I DISTRETTI INDUSTRIALI: ELEMENTI FONDAMENTALI E STRUTTURE

I TRE PUNTI CARDINE

Riassumendo e focalizzando, i DI hanno tre caratteristiche vincenti di fondamentale importanza.

Il primo è la specializzazione flessibile che ha segnato il passaggio dall'impresa di grandi dimensioni di tipo fordista, basata sulla standardizzazione dei processi e dei prodotti, alla suddivisione del lavoro tra piccole imprese strettamente interdipendenti e concentrate in un'area definita.
Questo modello è stato in grado di fronteggiare la complessità e la turbolenza ambientale. Esso ha permesso di ottenere forti economie di scala, come per le grandi imprese, e forte capacità di adattamento (inteso come variazione di volume e di mix) come le piccole imprese, anche se entro determinati limiti.

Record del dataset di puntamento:
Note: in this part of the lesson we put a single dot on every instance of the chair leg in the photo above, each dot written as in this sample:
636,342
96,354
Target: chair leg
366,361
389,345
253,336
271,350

> [OBIETTIVO DELL'ESERCIZIO] Prosegui il brano sui distretti industriali partendo dopo la sua ultima frase.

> [ESITO DEL COMPITO]
La seconda evidenza è quella dell'atmosfera industriale, che rappresenta un complesso insieme di relazioni sociali ed economiche di natura informale, incontri favoriti dalla piccola dimensione aziendale (più informalità e meno burocrazia) e dalla vicinanza delle sedi di lavoro (più contatti diretti e personali); ciò ha contribuito anche a tenere bassi i prezzi dei costi di transazione, ovvero dei passaggi di beni e conoscenze da un'azienda interdistrettuale ad un'altra. Con la crescita delle dimensioni distrettuali la necessità di aumentare l'intensità ed il numero delle relazioni è stata quella che più ha contribuito all'introduzione delle innovazioni comunicative ed informative dell'ICT.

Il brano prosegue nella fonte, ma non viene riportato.